▶ **PAGE EXTRACT**:

Given American popular literature today, perhaps a person first seeing Vasily Grossman’s The Road on the bookshelves could be excused if they first wonder if it is vampire or zombie-laden mashup of Cormac McCarthy’s award-winning novel of the same name. Yet readers who actually pick up the book and explore it will discern that this collection of short stories, journalism and essays can take English-speaking readers along the road of an entirely different national experience and culture.

Grossman holds a place in Russian journalism and literature unlike that of any American writer. Despite the fact it was seized by the KGB and suppressed in the Soviet Union until after his death, the Ukrainian native’s epic World War II novel, Life and Fate led to comparisons to Leo Tolstoy and War and Peace. Grossman’s status as a reporter during World War II might arguably be compared to that of Ernie Pyle in the United States. And the short stories in The Road plainly have echoes of Anton Chekhov and Grossman’s contemporary, Isaak Babel. In trying to capture Grossman with his shorter works, Robert Chandler, who edited the collection and translated the material with his wife and Olga Mukovnikova, breaks them down to writings from before, during and after World War II.

The book opens with “In the Town of Berdichev,” a short story based in the town in which he was born. Written in 1934, the story of a female commissar during the 1919-1921 Polish-Soviet war who is billeted with a local family to give birth is indicative of Grossman’s style and approach. The focus is on people and place while recognizing that neither has real context absent the recent and current events that have impacted both them and their society. One of Grossman’s most popular stories, it also served as the basis for Commissar, a film made in the Soviet Union in 1967 but suppressed until 1988 and the era of perestroika.

▶ **TASK TO CARRY OUT**:
Answer these questions using the book review:
1. What three kinds of writing does the collection contain?
2. Who edited the collection?
3. What was the title of the film based on "In the Town of Berdichev"?

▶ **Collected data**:
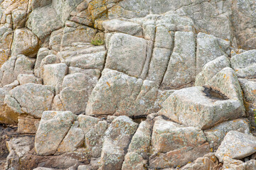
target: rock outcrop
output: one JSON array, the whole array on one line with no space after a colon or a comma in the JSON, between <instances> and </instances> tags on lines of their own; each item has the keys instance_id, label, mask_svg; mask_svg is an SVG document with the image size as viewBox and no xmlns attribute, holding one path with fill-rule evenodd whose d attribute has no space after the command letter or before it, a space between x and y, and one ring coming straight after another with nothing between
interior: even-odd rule
<instances>
[{"instance_id":1,"label":"rock outcrop","mask_svg":"<svg viewBox=\"0 0 256 170\"><path fill-rule=\"evenodd\" d=\"M0 0L0 169L256 169L255 9Z\"/></svg>"}]
</instances>

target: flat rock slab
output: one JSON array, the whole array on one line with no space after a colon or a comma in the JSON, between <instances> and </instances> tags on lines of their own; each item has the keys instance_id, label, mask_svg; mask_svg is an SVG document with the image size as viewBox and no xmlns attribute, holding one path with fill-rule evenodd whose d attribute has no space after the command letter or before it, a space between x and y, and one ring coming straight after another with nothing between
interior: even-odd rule
<instances>
[{"instance_id":1,"label":"flat rock slab","mask_svg":"<svg viewBox=\"0 0 256 170\"><path fill-rule=\"evenodd\" d=\"M124 33L114 34L109 42L106 68L139 77L146 54L146 41L144 39Z\"/></svg>"},{"instance_id":2,"label":"flat rock slab","mask_svg":"<svg viewBox=\"0 0 256 170\"><path fill-rule=\"evenodd\" d=\"M76 115L70 111L43 112L35 138L36 153L39 155L55 154L75 119Z\"/></svg>"},{"instance_id":3,"label":"flat rock slab","mask_svg":"<svg viewBox=\"0 0 256 170\"><path fill-rule=\"evenodd\" d=\"M157 92L153 81L105 69L89 98L86 114L146 115L154 105Z\"/></svg>"},{"instance_id":4,"label":"flat rock slab","mask_svg":"<svg viewBox=\"0 0 256 170\"><path fill-rule=\"evenodd\" d=\"M10 94L23 112L40 118L43 111L50 109L54 89L50 86L29 83L14 88Z\"/></svg>"},{"instance_id":5,"label":"flat rock slab","mask_svg":"<svg viewBox=\"0 0 256 170\"><path fill-rule=\"evenodd\" d=\"M194 86L176 91L164 103L161 115L188 126L205 130L219 123L243 115L238 100L223 100Z\"/></svg>"},{"instance_id":6,"label":"flat rock slab","mask_svg":"<svg viewBox=\"0 0 256 170\"><path fill-rule=\"evenodd\" d=\"M256 137L238 131L230 131L215 152L220 162L225 157L241 159L256 152Z\"/></svg>"},{"instance_id":7,"label":"flat rock slab","mask_svg":"<svg viewBox=\"0 0 256 170\"><path fill-rule=\"evenodd\" d=\"M240 78L256 78L256 50L232 57L231 67Z\"/></svg>"}]
</instances>

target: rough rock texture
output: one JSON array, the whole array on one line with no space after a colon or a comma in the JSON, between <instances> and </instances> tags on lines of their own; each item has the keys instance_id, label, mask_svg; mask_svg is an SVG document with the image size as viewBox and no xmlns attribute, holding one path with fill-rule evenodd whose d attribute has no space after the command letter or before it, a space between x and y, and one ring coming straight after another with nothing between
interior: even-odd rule
<instances>
[{"instance_id":1,"label":"rough rock texture","mask_svg":"<svg viewBox=\"0 0 256 170\"><path fill-rule=\"evenodd\" d=\"M253 169L255 10L0 0L0 169Z\"/></svg>"},{"instance_id":2,"label":"rough rock texture","mask_svg":"<svg viewBox=\"0 0 256 170\"><path fill-rule=\"evenodd\" d=\"M223 162L225 157L240 159L256 152L256 137L238 131L230 131L224 137L215 155Z\"/></svg>"}]
</instances>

▶ **ANSWER FOR THE TASK**:
1. Short stories, journalism and essays
2. Robert Chandler
3. Commissar